• Labeled-object pointing entries:
========================================

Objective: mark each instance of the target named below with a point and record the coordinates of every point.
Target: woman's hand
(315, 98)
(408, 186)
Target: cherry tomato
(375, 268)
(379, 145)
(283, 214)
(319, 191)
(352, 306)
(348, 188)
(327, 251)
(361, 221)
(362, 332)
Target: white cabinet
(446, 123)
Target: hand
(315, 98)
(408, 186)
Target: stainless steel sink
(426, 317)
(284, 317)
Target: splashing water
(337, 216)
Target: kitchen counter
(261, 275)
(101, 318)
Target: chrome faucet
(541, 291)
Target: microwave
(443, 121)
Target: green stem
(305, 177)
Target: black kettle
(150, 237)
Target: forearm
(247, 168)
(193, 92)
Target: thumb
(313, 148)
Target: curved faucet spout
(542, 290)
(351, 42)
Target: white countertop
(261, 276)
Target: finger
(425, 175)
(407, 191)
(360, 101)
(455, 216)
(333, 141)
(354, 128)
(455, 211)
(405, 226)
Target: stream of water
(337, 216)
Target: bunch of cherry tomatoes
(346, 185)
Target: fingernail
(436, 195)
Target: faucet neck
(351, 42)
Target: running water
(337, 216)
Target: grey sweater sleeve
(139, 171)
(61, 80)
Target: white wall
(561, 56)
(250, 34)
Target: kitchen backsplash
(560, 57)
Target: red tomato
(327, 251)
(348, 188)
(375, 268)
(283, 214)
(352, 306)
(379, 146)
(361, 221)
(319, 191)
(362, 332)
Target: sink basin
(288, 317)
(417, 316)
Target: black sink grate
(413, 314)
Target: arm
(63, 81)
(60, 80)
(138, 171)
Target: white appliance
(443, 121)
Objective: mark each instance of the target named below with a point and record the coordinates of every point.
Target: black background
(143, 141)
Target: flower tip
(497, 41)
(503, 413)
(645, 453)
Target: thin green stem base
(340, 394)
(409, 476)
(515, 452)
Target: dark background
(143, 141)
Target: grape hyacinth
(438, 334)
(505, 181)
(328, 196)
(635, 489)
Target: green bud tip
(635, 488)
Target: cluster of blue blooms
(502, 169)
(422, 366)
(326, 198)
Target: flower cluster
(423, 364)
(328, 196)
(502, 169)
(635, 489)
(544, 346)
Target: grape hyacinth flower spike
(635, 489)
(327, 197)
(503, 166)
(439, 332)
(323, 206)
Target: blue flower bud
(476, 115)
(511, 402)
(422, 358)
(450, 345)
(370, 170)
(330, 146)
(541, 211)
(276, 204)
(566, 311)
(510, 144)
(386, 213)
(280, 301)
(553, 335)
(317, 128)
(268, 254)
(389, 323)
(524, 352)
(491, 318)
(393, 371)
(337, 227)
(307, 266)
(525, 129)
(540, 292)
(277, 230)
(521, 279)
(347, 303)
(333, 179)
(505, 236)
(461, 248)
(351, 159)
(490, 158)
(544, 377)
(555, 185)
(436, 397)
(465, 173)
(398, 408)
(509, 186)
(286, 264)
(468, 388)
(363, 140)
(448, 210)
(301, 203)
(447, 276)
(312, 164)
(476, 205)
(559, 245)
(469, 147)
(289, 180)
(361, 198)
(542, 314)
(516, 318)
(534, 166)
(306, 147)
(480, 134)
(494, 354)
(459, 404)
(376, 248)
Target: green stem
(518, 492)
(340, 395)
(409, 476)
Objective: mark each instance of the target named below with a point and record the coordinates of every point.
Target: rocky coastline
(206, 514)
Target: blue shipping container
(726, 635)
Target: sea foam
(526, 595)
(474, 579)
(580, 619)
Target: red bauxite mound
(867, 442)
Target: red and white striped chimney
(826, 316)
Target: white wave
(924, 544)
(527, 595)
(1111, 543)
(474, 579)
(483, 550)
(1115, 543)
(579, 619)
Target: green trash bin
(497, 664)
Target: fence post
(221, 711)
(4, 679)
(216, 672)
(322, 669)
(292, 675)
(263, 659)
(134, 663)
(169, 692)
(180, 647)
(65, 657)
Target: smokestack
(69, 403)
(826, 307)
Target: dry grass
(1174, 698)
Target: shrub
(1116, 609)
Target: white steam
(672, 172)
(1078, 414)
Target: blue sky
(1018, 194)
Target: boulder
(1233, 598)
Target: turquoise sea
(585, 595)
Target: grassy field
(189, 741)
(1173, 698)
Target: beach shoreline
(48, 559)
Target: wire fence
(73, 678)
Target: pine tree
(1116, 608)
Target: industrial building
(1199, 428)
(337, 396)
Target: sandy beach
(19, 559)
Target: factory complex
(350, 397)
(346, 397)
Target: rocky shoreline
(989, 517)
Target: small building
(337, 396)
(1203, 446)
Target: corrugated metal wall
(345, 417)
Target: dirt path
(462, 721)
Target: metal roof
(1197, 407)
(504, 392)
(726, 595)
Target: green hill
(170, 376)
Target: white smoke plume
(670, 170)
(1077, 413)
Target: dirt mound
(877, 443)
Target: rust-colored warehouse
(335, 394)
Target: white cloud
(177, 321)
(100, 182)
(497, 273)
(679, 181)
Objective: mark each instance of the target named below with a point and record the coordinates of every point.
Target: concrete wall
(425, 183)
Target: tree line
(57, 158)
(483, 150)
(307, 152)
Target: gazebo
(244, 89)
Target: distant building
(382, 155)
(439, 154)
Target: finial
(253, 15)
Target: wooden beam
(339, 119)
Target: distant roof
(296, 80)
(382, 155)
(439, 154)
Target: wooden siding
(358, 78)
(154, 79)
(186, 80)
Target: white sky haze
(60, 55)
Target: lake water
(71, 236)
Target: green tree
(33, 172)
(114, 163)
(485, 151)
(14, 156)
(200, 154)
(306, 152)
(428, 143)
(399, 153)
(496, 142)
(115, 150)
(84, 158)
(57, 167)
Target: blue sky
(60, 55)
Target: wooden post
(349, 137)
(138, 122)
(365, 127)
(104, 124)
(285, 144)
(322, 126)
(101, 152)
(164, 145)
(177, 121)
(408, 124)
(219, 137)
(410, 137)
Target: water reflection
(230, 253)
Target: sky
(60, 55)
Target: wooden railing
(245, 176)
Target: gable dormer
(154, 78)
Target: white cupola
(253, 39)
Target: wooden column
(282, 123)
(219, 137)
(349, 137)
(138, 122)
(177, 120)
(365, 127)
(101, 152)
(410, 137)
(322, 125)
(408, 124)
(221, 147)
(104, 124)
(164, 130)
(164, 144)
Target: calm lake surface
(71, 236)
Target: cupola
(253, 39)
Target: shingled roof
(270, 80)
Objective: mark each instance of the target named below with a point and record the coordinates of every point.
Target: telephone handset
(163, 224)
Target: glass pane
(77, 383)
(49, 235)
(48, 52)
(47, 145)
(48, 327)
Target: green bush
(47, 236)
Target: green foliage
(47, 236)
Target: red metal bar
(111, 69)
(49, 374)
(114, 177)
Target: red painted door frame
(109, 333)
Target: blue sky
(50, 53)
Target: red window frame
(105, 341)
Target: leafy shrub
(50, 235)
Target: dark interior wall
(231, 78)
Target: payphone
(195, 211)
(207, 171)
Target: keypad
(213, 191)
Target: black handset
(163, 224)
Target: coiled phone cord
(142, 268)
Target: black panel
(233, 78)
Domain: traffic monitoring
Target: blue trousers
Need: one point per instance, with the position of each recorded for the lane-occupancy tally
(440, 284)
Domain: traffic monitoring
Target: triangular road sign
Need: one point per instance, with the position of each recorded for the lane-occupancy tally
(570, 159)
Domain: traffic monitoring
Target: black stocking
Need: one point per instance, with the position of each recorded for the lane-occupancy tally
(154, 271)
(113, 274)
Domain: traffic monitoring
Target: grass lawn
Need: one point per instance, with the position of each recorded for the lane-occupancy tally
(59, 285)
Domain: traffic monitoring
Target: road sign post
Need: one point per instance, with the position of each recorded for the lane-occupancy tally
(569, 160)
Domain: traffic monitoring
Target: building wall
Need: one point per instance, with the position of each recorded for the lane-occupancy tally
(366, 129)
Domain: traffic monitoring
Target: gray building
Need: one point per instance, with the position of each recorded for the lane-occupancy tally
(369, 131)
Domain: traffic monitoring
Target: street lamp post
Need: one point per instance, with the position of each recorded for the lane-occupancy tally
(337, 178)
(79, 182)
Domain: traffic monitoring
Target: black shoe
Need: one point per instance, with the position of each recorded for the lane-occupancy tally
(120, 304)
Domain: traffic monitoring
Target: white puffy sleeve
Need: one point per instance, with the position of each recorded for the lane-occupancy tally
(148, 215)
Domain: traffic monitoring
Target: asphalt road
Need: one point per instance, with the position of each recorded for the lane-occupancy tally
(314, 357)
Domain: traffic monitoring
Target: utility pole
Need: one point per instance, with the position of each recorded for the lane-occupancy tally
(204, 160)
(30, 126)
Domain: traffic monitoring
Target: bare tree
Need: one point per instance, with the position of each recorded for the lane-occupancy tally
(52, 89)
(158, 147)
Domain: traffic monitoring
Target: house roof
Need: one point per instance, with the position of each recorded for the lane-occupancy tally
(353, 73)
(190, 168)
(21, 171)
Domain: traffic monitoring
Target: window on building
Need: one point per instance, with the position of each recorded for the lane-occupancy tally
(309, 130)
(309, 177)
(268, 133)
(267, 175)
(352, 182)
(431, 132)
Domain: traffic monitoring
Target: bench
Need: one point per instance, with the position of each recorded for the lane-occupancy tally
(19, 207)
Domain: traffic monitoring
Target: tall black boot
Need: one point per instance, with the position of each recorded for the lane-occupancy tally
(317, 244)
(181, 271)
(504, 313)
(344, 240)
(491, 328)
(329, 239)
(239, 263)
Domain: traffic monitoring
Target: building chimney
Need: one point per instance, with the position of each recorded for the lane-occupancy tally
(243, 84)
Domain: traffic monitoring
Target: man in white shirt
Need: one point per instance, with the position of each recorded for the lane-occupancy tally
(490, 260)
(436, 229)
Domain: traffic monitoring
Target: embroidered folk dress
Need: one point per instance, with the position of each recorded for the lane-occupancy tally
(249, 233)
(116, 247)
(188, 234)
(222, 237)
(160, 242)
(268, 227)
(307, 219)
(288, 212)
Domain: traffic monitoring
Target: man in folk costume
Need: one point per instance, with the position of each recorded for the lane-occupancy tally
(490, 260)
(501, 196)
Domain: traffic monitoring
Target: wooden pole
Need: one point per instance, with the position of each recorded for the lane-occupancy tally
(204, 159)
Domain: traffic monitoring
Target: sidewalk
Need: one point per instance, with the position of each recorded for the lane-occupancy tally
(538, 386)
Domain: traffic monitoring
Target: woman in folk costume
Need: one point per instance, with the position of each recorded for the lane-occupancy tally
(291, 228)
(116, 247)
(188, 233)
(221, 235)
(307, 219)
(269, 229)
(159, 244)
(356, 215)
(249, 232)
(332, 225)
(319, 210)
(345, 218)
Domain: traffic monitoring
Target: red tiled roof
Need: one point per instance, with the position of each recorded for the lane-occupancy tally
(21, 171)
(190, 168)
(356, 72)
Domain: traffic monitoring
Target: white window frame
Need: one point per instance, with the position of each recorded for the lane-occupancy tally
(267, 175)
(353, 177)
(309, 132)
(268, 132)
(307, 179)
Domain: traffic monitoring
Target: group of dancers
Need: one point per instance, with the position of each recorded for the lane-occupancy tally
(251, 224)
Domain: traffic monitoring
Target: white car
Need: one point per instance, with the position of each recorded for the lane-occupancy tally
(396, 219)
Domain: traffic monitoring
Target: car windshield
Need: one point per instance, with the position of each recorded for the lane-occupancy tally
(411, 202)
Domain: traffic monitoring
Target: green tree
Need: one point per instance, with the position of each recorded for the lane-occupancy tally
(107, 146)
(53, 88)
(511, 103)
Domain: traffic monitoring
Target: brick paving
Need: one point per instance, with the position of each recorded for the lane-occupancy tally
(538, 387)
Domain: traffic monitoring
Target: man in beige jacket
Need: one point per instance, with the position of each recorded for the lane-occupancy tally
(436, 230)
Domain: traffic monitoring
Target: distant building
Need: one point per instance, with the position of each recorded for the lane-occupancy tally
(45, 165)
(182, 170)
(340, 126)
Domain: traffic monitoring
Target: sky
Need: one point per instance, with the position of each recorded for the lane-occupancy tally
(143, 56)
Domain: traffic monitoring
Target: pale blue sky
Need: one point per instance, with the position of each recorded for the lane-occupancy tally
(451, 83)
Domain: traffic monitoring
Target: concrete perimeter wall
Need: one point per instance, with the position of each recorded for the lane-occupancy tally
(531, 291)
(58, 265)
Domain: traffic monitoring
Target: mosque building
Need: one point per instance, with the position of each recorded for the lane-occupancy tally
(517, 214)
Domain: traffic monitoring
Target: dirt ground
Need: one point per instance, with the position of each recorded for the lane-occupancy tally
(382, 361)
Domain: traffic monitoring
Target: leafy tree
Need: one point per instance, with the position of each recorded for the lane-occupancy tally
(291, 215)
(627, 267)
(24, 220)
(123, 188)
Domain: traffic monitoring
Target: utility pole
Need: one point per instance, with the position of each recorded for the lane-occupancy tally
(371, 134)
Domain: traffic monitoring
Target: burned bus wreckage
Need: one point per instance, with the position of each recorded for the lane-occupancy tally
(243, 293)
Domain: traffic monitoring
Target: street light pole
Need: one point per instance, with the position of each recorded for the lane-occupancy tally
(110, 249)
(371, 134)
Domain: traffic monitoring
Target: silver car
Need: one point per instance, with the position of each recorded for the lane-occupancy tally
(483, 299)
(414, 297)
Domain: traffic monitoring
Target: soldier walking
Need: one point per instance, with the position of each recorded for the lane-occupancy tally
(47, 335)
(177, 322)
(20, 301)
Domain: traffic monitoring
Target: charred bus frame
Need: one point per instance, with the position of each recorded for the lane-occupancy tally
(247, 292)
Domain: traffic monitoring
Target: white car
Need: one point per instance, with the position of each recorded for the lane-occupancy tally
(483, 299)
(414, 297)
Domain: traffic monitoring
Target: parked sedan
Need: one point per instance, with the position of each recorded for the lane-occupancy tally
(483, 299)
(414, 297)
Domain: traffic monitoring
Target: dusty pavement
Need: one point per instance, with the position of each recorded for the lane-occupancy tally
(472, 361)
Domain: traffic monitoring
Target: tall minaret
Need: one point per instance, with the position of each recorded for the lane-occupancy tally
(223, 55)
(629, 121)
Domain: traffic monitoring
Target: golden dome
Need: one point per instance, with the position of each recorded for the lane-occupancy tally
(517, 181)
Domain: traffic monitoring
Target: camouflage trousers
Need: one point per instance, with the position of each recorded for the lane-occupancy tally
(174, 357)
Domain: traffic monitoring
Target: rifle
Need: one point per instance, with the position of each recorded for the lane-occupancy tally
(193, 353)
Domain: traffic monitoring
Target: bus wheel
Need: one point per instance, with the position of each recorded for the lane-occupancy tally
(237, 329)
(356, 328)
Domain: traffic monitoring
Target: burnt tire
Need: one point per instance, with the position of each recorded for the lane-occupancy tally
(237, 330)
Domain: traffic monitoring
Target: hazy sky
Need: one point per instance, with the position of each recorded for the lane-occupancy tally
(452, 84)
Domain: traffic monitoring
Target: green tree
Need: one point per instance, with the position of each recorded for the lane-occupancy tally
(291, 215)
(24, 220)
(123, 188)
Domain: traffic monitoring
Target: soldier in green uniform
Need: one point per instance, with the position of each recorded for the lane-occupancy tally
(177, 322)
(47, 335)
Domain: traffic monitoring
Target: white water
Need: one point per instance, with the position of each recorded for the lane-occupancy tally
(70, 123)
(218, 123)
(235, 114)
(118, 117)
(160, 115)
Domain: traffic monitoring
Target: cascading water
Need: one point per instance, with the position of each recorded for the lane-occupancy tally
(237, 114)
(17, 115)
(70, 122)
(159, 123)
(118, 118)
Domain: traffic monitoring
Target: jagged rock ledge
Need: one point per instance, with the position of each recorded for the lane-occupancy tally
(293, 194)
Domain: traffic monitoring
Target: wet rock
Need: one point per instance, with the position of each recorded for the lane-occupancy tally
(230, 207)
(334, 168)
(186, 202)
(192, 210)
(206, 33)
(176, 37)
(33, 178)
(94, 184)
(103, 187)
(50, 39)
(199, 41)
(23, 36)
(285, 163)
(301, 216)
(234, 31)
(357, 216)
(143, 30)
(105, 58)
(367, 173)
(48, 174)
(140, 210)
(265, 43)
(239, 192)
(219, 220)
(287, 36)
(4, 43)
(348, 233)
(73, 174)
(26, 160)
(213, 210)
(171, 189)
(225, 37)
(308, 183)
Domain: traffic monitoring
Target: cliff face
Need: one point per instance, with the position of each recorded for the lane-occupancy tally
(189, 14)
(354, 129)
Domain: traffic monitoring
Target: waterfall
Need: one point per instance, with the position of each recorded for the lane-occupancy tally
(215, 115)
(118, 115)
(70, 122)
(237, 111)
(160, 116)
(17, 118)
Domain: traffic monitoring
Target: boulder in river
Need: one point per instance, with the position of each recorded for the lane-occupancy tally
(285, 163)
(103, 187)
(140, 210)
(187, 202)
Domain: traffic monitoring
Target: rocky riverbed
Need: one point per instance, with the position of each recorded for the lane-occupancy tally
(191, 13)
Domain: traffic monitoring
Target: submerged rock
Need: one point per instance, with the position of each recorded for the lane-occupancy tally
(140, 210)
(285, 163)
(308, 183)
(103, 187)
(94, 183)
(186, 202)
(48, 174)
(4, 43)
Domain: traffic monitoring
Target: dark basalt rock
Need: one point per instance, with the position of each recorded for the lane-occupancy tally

========================================

• The problem: Select and copy every line of the material above that contains the string "background".

• Written solution:
Target: black background
Target: dark background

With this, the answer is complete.